**Problem details**
Please rewrite every one of the rows below as a JSON list of strings, with one string per line and blank lines left out.

**Entries provided**
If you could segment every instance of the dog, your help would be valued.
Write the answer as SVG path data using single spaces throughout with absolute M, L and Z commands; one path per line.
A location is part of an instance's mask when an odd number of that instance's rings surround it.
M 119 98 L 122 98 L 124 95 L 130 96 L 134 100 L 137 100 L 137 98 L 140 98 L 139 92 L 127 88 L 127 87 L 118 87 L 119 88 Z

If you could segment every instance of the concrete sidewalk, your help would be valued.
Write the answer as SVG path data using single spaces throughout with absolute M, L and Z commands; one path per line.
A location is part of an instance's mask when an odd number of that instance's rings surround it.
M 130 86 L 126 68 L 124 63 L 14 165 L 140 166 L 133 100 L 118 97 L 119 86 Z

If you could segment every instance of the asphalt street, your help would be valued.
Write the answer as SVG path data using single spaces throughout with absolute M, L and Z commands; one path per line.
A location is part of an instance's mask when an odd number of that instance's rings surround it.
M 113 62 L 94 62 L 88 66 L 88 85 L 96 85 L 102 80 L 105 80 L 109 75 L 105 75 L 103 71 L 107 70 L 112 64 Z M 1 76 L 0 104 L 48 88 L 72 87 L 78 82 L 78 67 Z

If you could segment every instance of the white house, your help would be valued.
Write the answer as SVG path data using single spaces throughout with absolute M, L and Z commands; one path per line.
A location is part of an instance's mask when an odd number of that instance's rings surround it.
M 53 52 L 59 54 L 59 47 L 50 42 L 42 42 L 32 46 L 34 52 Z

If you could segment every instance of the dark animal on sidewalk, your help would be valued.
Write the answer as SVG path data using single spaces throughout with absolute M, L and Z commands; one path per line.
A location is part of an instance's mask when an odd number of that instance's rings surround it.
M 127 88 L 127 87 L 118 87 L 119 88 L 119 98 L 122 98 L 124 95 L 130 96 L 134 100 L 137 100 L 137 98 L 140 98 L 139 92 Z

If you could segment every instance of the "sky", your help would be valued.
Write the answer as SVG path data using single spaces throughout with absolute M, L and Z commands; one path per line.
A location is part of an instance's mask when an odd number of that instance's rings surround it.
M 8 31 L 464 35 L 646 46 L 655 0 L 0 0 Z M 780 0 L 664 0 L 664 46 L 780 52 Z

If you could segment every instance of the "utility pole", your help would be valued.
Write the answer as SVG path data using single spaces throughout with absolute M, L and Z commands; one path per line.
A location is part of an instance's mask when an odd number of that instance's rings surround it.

**Answer to the problem**
[
  "If you could segment every instance of the dog, your help would be valued.",
  "Write the answer as SVG path data using single spaces throughout with absolute M, L and Z commands; one path per line.",
  "A location is part of an instance's mask when an odd number of that instance's rings surround it.",
  "M 119 98 L 122 98 L 124 95 L 130 96 L 134 100 L 137 100 L 137 98 L 140 98 L 139 92 L 127 88 L 127 87 L 118 87 L 119 88 Z",
  "If you could segment every instance of the concrete sidewalk, your help would be valued.",
  "Write the answer as SVG path data using single spaces throughout with absolute M, L and Z commands; one path per line.",
  "A location is part of an instance's mask when an odd number of that instance's rings surround it.",
  "M 130 86 L 126 68 L 124 63 L 14 165 L 140 166 L 133 100 L 118 97 L 119 86 Z",
  "If you could segment every instance of the asphalt street, your help would be valued.",
  "Write the answer as SVG path data using single spaces throughout with absolute M, L and Z commands; one path per line.",
  "A location is part of an instance's mask when an odd number of that instance's rings surround it.",
  "M 113 62 L 94 62 L 88 66 L 88 85 L 96 85 L 102 80 L 105 80 L 109 75 L 105 75 L 103 71 L 107 70 L 112 64 Z M 1 76 L 0 104 L 48 88 L 72 87 L 78 82 L 78 67 Z",
  "If you could segment every instance of the white house, your help would be valued.",
  "Write the answer as SVG path data using single spaces throughout with absolute M, L and Z commands; one path per line.",
  "A location is part of an instance's mask when an odd number of that instance's rings surround it.",
  "M 53 52 L 59 54 L 59 47 L 50 42 L 42 42 L 32 46 L 34 52 Z",
  "If you could segment every instance of the dark animal on sidewalk, your help would be valued.",
  "Write the answer as SVG path data using single spaces throughout with absolute M, L and Z commands; one path per line.",
  "A location is part of an instance's mask when an odd number of that instance's rings surround it.",
  "M 127 88 L 127 87 L 118 87 L 119 88 L 119 98 L 122 98 L 124 95 L 130 96 L 134 100 L 137 100 L 137 98 L 140 98 L 139 92 Z",
  "If you could segment every instance of the \"sky\", your help would be valued.",
  "Write the answer as SVG path data using single spaces throughout with absolute M, L and Z commands; one path per line.",
  "A location is part of an instance's mask when an odd number of that instance's rings surround it.",
  "M 8 31 L 464 35 L 646 46 L 655 0 L 0 0 Z M 780 0 L 664 0 L 664 46 L 780 52 Z",
  "If you could segment every instance of the \"utility pole\", your help would be valued.",
  "Write the answer as SVG path data using single spaces throughout with absolute M, L and Z commands; one path per line.",
  "A location is part of an instance's mask when an odd number of that instance's rings surround it."
]